# [Data for the task]
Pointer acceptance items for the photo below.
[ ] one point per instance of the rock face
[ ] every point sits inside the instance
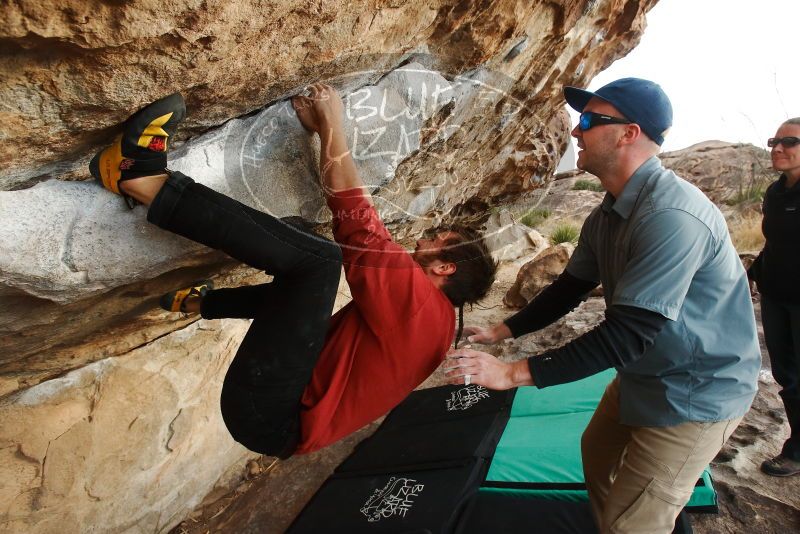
(721, 170)
(109, 414)
(78, 450)
(537, 274)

# [Task requirements]
Repeat each entry above exactly. Omit the pictures.

# [Worked solution]
Pointer acceptance items for the photo below.
[ ] one point per instance of the rock face
[ ] every point sits inside the instance
(721, 170)
(109, 414)
(78, 450)
(537, 274)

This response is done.